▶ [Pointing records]

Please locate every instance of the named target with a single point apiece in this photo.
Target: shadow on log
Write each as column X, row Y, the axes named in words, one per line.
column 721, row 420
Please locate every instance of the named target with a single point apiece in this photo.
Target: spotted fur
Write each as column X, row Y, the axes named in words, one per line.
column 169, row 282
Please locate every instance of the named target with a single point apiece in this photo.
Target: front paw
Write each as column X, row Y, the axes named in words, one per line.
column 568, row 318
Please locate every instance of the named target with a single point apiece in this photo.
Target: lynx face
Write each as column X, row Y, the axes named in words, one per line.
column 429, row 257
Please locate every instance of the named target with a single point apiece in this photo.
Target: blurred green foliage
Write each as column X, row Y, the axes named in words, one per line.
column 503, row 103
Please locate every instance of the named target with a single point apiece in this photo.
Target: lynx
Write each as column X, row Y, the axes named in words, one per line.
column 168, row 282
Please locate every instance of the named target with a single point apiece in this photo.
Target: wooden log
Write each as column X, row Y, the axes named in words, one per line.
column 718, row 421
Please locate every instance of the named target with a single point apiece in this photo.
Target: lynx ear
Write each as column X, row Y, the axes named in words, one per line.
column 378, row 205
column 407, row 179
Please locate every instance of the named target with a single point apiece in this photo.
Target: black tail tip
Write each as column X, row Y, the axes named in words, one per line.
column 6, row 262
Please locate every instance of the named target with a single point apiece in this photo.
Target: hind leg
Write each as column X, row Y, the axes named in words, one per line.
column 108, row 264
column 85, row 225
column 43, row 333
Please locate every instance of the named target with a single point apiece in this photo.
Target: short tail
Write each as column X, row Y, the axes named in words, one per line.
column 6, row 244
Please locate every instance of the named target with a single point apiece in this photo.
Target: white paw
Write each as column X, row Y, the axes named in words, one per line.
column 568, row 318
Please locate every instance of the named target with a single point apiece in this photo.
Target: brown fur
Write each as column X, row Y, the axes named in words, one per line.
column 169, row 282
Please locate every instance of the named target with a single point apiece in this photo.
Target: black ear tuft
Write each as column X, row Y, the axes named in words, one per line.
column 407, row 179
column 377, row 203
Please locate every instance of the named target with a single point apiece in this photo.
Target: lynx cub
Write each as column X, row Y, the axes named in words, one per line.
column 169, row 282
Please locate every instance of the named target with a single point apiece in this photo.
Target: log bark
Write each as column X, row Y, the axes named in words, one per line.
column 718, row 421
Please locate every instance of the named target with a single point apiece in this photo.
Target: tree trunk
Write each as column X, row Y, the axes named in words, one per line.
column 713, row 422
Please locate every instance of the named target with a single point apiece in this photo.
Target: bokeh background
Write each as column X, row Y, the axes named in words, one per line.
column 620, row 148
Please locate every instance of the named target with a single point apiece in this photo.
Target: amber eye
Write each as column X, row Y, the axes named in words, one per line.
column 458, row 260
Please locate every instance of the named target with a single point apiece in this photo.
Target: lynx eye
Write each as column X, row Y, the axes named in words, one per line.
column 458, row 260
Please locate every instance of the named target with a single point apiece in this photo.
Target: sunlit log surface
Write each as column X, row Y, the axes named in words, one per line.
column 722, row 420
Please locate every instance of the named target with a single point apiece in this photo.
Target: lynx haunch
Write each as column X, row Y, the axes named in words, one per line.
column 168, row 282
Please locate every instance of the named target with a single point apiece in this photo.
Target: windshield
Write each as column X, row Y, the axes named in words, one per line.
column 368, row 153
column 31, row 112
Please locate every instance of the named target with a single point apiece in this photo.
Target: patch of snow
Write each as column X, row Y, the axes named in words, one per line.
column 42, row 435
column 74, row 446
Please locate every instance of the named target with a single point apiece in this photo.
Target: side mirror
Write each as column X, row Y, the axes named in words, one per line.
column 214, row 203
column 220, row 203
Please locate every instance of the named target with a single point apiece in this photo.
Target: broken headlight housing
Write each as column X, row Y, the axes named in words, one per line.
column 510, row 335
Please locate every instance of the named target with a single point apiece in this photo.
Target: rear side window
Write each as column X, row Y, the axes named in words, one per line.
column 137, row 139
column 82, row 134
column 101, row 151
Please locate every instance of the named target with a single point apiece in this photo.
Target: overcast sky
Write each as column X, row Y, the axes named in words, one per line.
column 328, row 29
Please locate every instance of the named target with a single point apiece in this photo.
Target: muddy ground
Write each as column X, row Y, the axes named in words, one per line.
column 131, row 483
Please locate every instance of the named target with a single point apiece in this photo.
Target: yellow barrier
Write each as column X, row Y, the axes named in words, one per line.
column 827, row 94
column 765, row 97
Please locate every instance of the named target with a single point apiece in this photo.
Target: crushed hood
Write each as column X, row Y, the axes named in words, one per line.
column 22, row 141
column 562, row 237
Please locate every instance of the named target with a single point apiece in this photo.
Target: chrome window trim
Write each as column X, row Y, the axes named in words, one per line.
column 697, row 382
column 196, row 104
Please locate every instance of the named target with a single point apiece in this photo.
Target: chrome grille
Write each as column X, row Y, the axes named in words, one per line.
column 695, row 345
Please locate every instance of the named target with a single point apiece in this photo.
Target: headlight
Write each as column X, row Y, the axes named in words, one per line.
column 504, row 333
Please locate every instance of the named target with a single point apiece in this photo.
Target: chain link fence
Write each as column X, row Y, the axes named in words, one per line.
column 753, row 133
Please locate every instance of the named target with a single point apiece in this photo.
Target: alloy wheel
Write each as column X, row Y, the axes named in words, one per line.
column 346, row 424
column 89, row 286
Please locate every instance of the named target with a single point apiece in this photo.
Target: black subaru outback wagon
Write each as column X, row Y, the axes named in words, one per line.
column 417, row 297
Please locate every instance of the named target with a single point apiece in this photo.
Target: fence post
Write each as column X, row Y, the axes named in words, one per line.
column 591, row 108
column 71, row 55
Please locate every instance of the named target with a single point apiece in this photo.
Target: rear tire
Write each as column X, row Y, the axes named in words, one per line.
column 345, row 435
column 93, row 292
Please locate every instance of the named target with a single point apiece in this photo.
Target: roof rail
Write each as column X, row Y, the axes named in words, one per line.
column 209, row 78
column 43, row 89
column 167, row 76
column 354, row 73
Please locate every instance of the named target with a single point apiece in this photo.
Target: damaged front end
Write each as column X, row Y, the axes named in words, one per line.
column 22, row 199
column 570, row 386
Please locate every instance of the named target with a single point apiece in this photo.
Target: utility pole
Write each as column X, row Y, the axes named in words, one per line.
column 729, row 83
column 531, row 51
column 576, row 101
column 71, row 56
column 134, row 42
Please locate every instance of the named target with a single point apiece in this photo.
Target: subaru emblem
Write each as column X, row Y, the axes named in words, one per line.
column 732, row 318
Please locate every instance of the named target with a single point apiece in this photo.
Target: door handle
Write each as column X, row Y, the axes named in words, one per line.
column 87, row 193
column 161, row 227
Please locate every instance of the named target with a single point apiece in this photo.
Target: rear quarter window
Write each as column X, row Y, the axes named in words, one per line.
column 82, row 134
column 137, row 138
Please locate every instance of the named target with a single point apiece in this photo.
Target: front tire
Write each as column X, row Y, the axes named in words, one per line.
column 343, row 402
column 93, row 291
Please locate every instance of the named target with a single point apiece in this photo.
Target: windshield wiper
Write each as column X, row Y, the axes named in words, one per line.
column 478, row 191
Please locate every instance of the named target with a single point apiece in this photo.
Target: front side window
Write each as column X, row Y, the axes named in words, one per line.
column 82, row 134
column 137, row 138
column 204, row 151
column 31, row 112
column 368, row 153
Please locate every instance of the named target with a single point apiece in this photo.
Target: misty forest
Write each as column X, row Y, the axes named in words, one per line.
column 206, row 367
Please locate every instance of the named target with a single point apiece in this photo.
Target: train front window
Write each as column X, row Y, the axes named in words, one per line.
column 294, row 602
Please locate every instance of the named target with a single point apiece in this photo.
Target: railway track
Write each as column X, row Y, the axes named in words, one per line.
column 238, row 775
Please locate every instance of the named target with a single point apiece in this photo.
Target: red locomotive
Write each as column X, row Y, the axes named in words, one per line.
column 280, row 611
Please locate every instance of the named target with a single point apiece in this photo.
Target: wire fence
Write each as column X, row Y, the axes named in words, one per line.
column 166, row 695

▶ [EXERCISE DESCRIPTION]
Please collect each line in the listing above that contains the word "rear", and copy every such line in full. Case counts when matching.

▶ [COMPLETED TASK]
Target: rear side window
Target: rear tire
Target: rear quarter window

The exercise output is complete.